### WHAT IS BEING ASKED
Can you write out the listing below again, switching every "innermost" to "central" and keeping everything else the same?

### EXCERPTED RECORDS

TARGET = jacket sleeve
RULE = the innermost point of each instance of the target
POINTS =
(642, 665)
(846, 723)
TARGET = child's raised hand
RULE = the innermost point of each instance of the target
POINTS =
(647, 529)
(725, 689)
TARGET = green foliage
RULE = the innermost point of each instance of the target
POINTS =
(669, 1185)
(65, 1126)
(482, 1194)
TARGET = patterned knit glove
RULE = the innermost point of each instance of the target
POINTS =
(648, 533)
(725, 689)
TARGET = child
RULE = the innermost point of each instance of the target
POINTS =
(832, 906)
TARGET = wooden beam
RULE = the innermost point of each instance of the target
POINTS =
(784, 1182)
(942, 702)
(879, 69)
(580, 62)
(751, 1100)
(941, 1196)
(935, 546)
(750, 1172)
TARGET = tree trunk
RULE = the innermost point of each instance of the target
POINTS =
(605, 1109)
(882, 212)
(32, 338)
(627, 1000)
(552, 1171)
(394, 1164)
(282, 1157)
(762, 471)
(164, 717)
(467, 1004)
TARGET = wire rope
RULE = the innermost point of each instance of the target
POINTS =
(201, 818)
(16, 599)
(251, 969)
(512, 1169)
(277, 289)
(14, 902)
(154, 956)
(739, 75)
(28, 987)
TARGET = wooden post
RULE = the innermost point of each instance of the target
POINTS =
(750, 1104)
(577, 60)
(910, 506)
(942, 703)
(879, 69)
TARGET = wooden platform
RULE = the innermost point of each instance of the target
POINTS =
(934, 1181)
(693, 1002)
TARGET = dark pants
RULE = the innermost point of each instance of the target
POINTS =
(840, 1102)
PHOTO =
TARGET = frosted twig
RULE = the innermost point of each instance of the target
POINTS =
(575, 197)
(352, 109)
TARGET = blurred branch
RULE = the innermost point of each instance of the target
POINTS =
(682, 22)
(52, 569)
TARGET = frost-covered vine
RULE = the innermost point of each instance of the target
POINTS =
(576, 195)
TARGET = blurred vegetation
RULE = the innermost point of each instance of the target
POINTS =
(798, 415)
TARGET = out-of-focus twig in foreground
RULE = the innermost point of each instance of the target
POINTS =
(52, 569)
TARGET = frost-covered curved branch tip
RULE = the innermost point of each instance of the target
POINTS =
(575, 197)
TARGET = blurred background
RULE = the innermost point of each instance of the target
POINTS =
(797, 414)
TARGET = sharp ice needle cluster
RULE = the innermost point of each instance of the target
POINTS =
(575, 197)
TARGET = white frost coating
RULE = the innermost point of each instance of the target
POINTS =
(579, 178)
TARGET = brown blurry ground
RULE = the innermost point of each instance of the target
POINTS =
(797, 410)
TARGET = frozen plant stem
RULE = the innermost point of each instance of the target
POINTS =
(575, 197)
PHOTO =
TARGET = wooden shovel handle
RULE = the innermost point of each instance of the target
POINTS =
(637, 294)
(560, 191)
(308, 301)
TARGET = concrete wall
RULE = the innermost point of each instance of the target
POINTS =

### REPLY TO THE EXERCISE
TARGET = jacket sleeve
RULE = the central point of each instance of the target
POINTS =
(642, 665)
(846, 723)
TARGET = child's raised hand
RULE = the central point of each instance of the target
POINTS =
(647, 529)
(725, 689)
TARGET = green foliage
RULE = the central point of each instance of the target
POINTS =
(669, 1185)
(65, 1126)
(482, 1194)
TARGET = patterned knit glove
RULE = the central point of each instance of the target
POINTS =
(648, 533)
(725, 689)
TARGET = child
RULE = the central point of each instance of the target
POINTS =
(832, 906)
TARGET = wooden beam
RULE = the central point of each instance of the target
POINTS =
(784, 1182)
(942, 702)
(879, 69)
(580, 62)
(751, 1100)
(941, 1196)
(935, 546)
(750, 1172)
TARGET = tree trunk
RULE = the central point of each instance of the target
POINTS =
(605, 1109)
(882, 212)
(32, 338)
(627, 1000)
(552, 1171)
(394, 1164)
(282, 1157)
(762, 471)
(164, 717)
(467, 1004)
TARGET = wire rope
RULE = the central point of each instance of the target
POINTS =
(201, 818)
(16, 599)
(251, 969)
(512, 1169)
(277, 289)
(14, 902)
(154, 956)
(739, 75)
(28, 987)
TARGET = wooden post
RULE = the central point of each instance of the target
POINTS =
(750, 1104)
(577, 60)
(910, 506)
(942, 703)
(879, 69)
TARGET = wooden platform
RULE = the central point of each instance of the target
POINTS =
(934, 1181)
(693, 1002)
TARGET = dark pants
RULE = the central point of each instance of the target
POINTS =
(840, 1102)
PHOTO =
TARGET = frosted twig
RULE = the central point of each instance of the target
POINTS =
(575, 197)
(352, 109)
TARGET = blurred branch
RULE = the central point of each instance of the target
POINTS =
(682, 22)
(52, 569)
TARGET = frost-covered vine
RULE = the central point of each instance of the target
POINTS =
(576, 195)
TARGET = blurred vegetation
RULE = the central point of each instance of the target
POINTS =
(798, 415)
TARGET = out-of-focus twig in foreground
RULE = the central point of each instance of the target
POINTS =
(52, 569)
TARGET = frost-covered curved branch tip
RULE = the central point of each instance of the target
POINTS =
(575, 197)
TARGET = blurred background
RULE = the central point of each instance of the target
POINTS =
(797, 414)
TARGET = sharp ice needle cluster
RULE = the central point of each instance of the target
POINTS =
(575, 197)
TARGET = white frost coating
RULE = the central point of each instance of the target
POINTS =
(579, 178)
TARGET = brown blurry ground
RULE = the central point of each instance of the target
POINTS =
(797, 410)
TARGET = frozen plant stem
RULE = the central point of each instance of the target
POINTS =
(575, 197)
PHOTO =
TARGET = wooden shovel handle
RULE = the central point of each instance of the target
POINTS =
(637, 294)
(560, 191)
(308, 301)
TARGET = concrete wall
RULE = the central point of each instance of the target
POINTS =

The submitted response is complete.